Provided text:
++++
Former engineer Shanshan Du, 54, and her husband Yu Qin, 52, each received sentences well below the roughly eight to 10 years that the government had sought. Both were sentenced on Wednesday by U.S. District Judge Marianne Battani in Detroit.

Both defendants are U.S. citizens, and their case is part of a crackdown by the U.S. Department of Justice on trade secret theft, whether involving China or other countries.

Last November, a federal jury convicted Du and Qin on two counts each of unauthorized possession of trade secrets and one count of conspiracy to possess the secrets without permission.

Qin was also convicted on three counts of wire fraud and one count of obstruction of justice.

The defendants had been accused of taking confidential GM information from the Detroit-based automaker related to hybrid vehicles, and trying to pass it to competitors, including China's Chery Automobile Co, through their firm Millennium Technology International.

Investigators accused Du of copying more than 16,000 GM files soon after the automaker in January 2005 gave her a severance offer. They said Qin later claimed, while pitching his services, to have invented some of the stolen GM technology.
++++
Records to process:
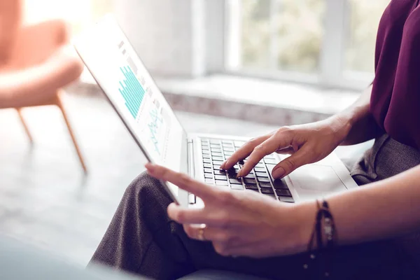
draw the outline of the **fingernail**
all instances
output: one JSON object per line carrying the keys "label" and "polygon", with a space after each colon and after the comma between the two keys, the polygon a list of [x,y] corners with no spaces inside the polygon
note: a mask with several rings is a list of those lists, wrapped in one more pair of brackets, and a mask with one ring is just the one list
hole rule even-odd
{"label": "fingernail", "polygon": [[284,170],[284,169],[283,167],[277,167],[277,168],[274,168],[273,169],[273,172],[272,172],[272,175],[273,176],[273,177],[274,178],[283,178],[285,173],[286,173],[286,171]]}
{"label": "fingernail", "polygon": [[220,169],[224,169],[228,161],[229,160],[225,160],[225,162],[222,163],[222,165],[220,165]]}

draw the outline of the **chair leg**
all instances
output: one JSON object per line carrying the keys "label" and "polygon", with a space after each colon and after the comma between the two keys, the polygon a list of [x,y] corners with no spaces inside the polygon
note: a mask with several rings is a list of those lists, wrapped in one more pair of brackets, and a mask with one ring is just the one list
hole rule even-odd
{"label": "chair leg", "polygon": [[27,135],[28,136],[29,142],[31,142],[31,145],[33,145],[34,144],[34,139],[32,138],[31,132],[29,132],[29,129],[28,128],[28,126],[27,125],[26,122],[24,122],[24,119],[23,118],[23,115],[22,115],[22,108],[16,108],[16,110],[18,111],[18,114],[19,115],[19,118],[20,119],[20,121],[22,122],[22,125],[23,125],[23,127],[24,128],[24,132],[26,132]]}
{"label": "chair leg", "polygon": [[64,121],[66,122],[66,125],[67,126],[67,129],[69,130],[69,133],[70,134],[70,136],[71,137],[71,140],[73,141],[73,144],[74,145],[74,148],[76,148],[76,151],[77,152],[77,155],[78,156],[79,160],[80,162],[80,164],[82,165],[82,168],[85,173],[88,173],[88,169],[86,168],[86,164],[85,164],[85,160],[83,160],[83,157],[79,148],[79,146],[77,144],[77,141],[76,140],[76,136],[74,136],[74,133],[73,132],[73,130],[71,129],[71,126],[70,125],[70,122],[69,122],[69,118],[67,118],[67,114],[66,113],[66,110],[63,106],[63,104],[61,100],[61,97],[59,94],[57,94],[57,106],[59,108],[63,117],[64,118]]}

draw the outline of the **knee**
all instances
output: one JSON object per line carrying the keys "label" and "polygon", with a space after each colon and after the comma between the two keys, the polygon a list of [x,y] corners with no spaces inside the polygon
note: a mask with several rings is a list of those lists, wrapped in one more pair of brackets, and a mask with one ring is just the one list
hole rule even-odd
{"label": "knee", "polygon": [[125,196],[135,197],[137,201],[158,200],[164,202],[169,195],[160,181],[144,172],[128,186]]}

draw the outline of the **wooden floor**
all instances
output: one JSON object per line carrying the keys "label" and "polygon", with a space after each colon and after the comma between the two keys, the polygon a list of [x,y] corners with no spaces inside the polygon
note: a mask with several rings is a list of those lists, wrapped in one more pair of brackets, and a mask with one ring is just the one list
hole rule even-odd
{"label": "wooden floor", "polygon": [[[33,146],[17,113],[0,110],[0,233],[85,265],[125,188],[144,170],[145,158],[101,97],[66,94],[64,105],[88,176],[57,108],[24,111]],[[213,116],[177,115],[188,132],[254,136],[274,129]]]}

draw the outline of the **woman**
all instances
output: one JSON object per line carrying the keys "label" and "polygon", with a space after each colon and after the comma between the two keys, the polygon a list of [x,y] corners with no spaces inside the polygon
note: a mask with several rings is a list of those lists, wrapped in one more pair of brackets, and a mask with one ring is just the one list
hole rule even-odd
{"label": "woman", "polygon": [[[248,157],[239,172],[244,176],[265,155],[291,152],[273,170],[281,178],[339,145],[375,138],[351,173],[365,186],[321,206],[290,205],[147,164],[155,178],[141,176],[128,188],[92,260],[159,279],[202,268],[282,279],[420,275],[412,238],[420,228],[419,69],[419,0],[393,0],[379,26],[374,81],[357,102],[324,121],[254,139],[222,165],[228,169]],[[195,193],[205,207],[171,204],[156,179]],[[308,253],[309,240],[315,249],[339,246]]]}

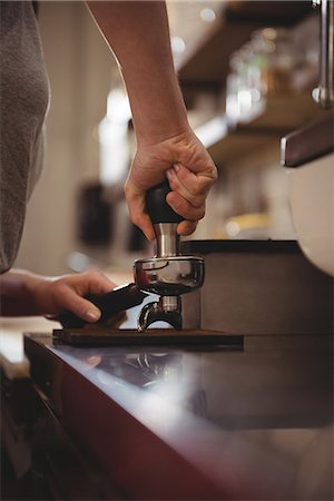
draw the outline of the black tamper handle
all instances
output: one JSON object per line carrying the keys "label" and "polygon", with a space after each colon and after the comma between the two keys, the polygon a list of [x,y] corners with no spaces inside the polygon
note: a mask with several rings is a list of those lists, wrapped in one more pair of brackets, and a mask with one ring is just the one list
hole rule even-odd
{"label": "black tamper handle", "polygon": [[146,209],[153,224],[156,223],[180,223],[181,216],[176,214],[167,204],[166,196],[171,191],[168,180],[148,189],[146,194]]}

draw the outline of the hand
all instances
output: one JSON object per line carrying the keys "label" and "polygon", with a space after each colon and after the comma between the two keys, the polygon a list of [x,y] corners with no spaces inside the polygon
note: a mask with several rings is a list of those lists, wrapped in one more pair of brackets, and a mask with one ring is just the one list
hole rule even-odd
{"label": "hand", "polygon": [[190,128],[160,141],[138,141],[125,195],[131,220],[150,240],[155,235],[145,209],[145,194],[166,176],[171,188],[166,199],[185,218],[177,232],[190,235],[205,215],[205,200],[217,178],[213,159]]}
{"label": "hand", "polygon": [[68,310],[87,322],[97,322],[101,312],[82,296],[89,293],[106,294],[115,286],[102,273],[91,271],[56,281],[40,279],[31,292],[38,311],[46,316],[57,316]]}

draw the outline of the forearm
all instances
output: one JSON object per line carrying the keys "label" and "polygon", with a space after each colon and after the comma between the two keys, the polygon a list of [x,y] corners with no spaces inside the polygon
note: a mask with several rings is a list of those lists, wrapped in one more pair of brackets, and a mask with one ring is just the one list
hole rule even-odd
{"label": "forearm", "polygon": [[174,70],[163,1],[87,2],[119,61],[137,140],[164,140],[188,127]]}
{"label": "forearm", "polygon": [[2,316],[40,315],[33,291],[45,279],[22,271],[10,271],[0,276],[0,313]]}

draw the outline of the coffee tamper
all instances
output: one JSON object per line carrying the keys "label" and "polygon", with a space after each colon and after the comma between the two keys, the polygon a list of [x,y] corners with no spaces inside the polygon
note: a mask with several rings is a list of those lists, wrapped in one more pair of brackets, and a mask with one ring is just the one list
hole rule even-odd
{"label": "coffee tamper", "polygon": [[183,217],[167,204],[169,191],[166,180],[149,189],[146,196],[147,213],[156,235],[156,256],[136,261],[134,276],[140,291],[157,294],[160,298],[143,307],[138,318],[139,331],[146,331],[158,321],[181,330],[180,296],[196,291],[204,282],[204,259],[180,255],[177,225]]}

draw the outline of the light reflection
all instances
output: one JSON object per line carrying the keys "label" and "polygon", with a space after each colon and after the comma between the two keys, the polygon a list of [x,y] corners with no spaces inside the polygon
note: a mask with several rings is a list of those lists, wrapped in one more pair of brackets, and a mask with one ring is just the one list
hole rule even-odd
{"label": "light reflection", "polygon": [[186,50],[186,42],[181,37],[171,37],[170,45],[174,53],[183,53]]}
{"label": "light reflection", "polygon": [[208,9],[208,8],[202,9],[199,16],[200,16],[200,19],[205,22],[214,22],[217,17],[214,9]]}

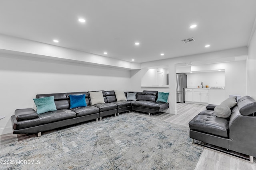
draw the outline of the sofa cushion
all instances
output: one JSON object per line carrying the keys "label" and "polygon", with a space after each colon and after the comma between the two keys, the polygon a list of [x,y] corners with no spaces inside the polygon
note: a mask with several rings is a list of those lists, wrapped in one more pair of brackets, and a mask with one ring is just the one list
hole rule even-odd
{"label": "sofa cushion", "polygon": [[244,116],[256,112],[256,101],[250,96],[246,96],[240,98],[237,105],[240,113]]}
{"label": "sofa cushion", "polygon": [[143,90],[142,93],[146,95],[156,96],[158,93],[157,91]]}
{"label": "sofa cushion", "polygon": [[149,101],[156,102],[156,96],[153,95],[148,95],[146,94],[137,94],[137,101],[148,100]]}
{"label": "sofa cushion", "polygon": [[209,104],[206,106],[206,109],[207,110],[214,110],[214,108],[217,105]]}
{"label": "sofa cushion", "polygon": [[70,109],[87,106],[85,102],[85,94],[81,95],[69,95],[70,99]]}
{"label": "sofa cushion", "polygon": [[14,115],[17,121],[33,119],[38,117],[38,114],[33,109],[17,109]]}
{"label": "sofa cushion", "polygon": [[146,107],[149,109],[159,110],[169,107],[169,104],[164,102],[156,102],[146,100],[140,100],[135,102],[133,106]]}
{"label": "sofa cushion", "polygon": [[105,103],[102,93],[103,92],[101,91],[98,92],[89,92],[92,105]]}
{"label": "sofa cushion", "polygon": [[219,117],[227,118],[231,114],[231,110],[226,105],[218,105],[214,108],[214,113]]}
{"label": "sofa cushion", "polygon": [[159,92],[158,93],[158,95],[157,97],[156,102],[163,102],[165,103],[168,103],[168,96],[169,93]]}
{"label": "sofa cushion", "polygon": [[57,110],[53,96],[33,100],[36,106],[36,113],[38,114]]}
{"label": "sofa cushion", "polygon": [[113,102],[112,103],[117,105],[117,108],[122,108],[132,106],[132,103],[129,101]]}
{"label": "sofa cushion", "polygon": [[137,93],[127,93],[126,99],[127,100],[136,101],[136,94]]}
{"label": "sofa cushion", "polygon": [[72,119],[76,117],[76,113],[67,109],[49,111],[38,115],[35,119],[17,121],[14,130]]}
{"label": "sofa cushion", "polygon": [[236,97],[230,96],[222,102],[220,105],[226,106],[232,109],[236,105],[237,103]]}
{"label": "sofa cushion", "polygon": [[212,110],[205,110],[198,113],[198,115],[208,115],[211,116],[216,116],[214,111]]}
{"label": "sofa cushion", "polygon": [[188,125],[192,130],[224,137],[228,137],[228,121],[227,119],[198,115],[189,122]]}
{"label": "sofa cushion", "polygon": [[105,91],[105,94],[107,99],[107,103],[111,103],[116,101],[116,98],[114,90]]}
{"label": "sofa cushion", "polygon": [[127,101],[127,100],[125,97],[124,92],[122,91],[114,90],[116,100],[118,101]]}
{"label": "sofa cushion", "polygon": [[75,112],[76,113],[76,117],[78,117],[96,113],[100,112],[98,108],[92,106],[74,108],[70,110]]}
{"label": "sofa cushion", "polygon": [[117,109],[117,105],[111,103],[96,104],[94,105],[94,106],[100,109],[100,112]]}

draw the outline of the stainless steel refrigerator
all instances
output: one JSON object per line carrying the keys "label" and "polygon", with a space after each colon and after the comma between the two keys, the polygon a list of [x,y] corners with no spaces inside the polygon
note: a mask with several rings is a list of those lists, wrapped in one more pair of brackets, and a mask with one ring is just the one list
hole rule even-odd
{"label": "stainless steel refrigerator", "polygon": [[177,102],[184,103],[184,88],[187,87],[187,74],[177,73]]}

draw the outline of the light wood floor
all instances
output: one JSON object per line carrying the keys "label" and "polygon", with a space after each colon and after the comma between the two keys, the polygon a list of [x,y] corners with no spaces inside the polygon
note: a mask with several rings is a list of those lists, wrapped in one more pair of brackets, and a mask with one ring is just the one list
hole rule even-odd
{"label": "light wood floor", "polygon": [[[188,122],[200,112],[205,110],[206,108],[206,105],[177,103],[178,111],[176,114],[162,113],[153,114],[150,116],[154,119],[161,121],[188,126]],[[143,116],[148,116],[146,114],[136,114]],[[8,143],[36,137],[35,135],[13,135],[12,133],[0,135],[0,145],[3,146]],[[194,145],[192,144],[192,142],[191,145]],[[256,170],[256,160],[255,158],[254,159],[253,164],[251,164],[234,156],[206,148],[203,150],[195,170]]]}

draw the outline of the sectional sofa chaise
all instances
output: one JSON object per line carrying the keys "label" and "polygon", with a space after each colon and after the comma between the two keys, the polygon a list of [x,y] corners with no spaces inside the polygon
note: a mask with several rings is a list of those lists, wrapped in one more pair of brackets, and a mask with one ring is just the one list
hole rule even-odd
{"label": "sectional sofa chaise", "polygon": [[[256,157],[256,101],[234,97],[209,105],[189,123],[191,138]],[[234,97],[235,98],[235,97]],[[233,101],[233,102],[232,102]]]}
{"label": "sectional sofa chaise", "polygon": [[[157,91],[124,92],[125,98],[127,95],[133,95],[128,101],[118,101],[120,100],[117,99],[114,90],[98,92],[102,92],[104,101],[92,105],[92,94],[95,92],[38,94],[36,99],[54,96],[56,109],[40,114],[32,108],[16,109],[11,117],[13,133],[37,133],[40,136],[41,132],[93,119],[98,121],[109,115],[118,115],[120,113],[134,111],[147,112],[150,115],[151,113],[159,113],[169,108],[167,99],[166,102],[158,102],[159,93]],[[70,108],[70,97],[84,95],[87,106]]]}

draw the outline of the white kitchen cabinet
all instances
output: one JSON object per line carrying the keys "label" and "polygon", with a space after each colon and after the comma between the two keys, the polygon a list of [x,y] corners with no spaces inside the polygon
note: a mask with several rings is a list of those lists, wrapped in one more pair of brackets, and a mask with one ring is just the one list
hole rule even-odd
{"label": "white kitchen cabinet", "polygon": [[208,103],[208,92],[201,92],[201,102]]}
{"label": "white kitchen cabinet", "polygon": [[193,92],[193,102],[201,102],[201,92]]}
{"label": "white kitchen cabinet", "polygon": [[193,89],[185,89],[185,102],[193,102]]}
{"label": "white kitchen cabinet", "polygon": [[208,104],[208,89],[185,89],[185,102],[195,104]]}

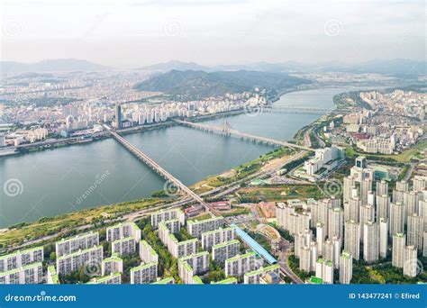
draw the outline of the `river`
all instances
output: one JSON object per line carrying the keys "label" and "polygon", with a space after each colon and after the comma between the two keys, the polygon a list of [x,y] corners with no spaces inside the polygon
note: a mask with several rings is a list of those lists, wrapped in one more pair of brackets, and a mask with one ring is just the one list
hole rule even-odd
{"label": "river", "polygon": [[[276,105],[330,108],[346,88],[288,93]],[[236,130],[289,140],[318,115],[250,113],[228,117]],[[206,123],[222,124],[223,119]],[[170,127],[125,137],[184,184],[196,183],[254,159],[273,148],[186,127]],[[150,196],[164,181],[114,140],[0,159],[0,228],[41,217]],[[85,195],[85,198],[82,197]]]}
++++
Tasks and exercises:
1. Report each line of the records that contains the word "steel", copying those lines in full.
2. Write what comes next in the article on the GM trade secret case, beginning after its last sentence.
The records have no connection to the text about the GM trade secret case.

The answers:
1.
draw the outline of the stainless steel refrigerator
{"label": "stainless steel refrigerator", "polygon": [[177,102],[184,103],[184,88],[187,87],[187,74],[177,73]]}

2.
"These defendants stole trade secrets, which General Motors spent many years and millions of dollars to develop, to give an unfair advantage to a foreign competitor," U.S. Attorney Barbara McQuade in Detroit said in a statement. "Stealing trade secrets harms Michigan businesses and costs jobs."

Prosecutors said GM has estimated that the value of the stolen documents exceeded $40 million. The defendants had argued that the documents in question were not trade secrets.

"I'm pleased that the judge went below the sentencing guidelines, and took into consideration Mr. Qin's contributions to the engineering field, his respect in that field, and his remorse," Qin's lawyer Frank Eaman said in an interview. He nonetheless said he was planning to appeal the conviction.

A lawyer for Du did not immediately respond to a request for a comment. McQuade's office was not immediately available for comment.

The case is U.S. v. Qin et al, U.S. District Court, Eastern District of Michigan, No. 10-cr-02454.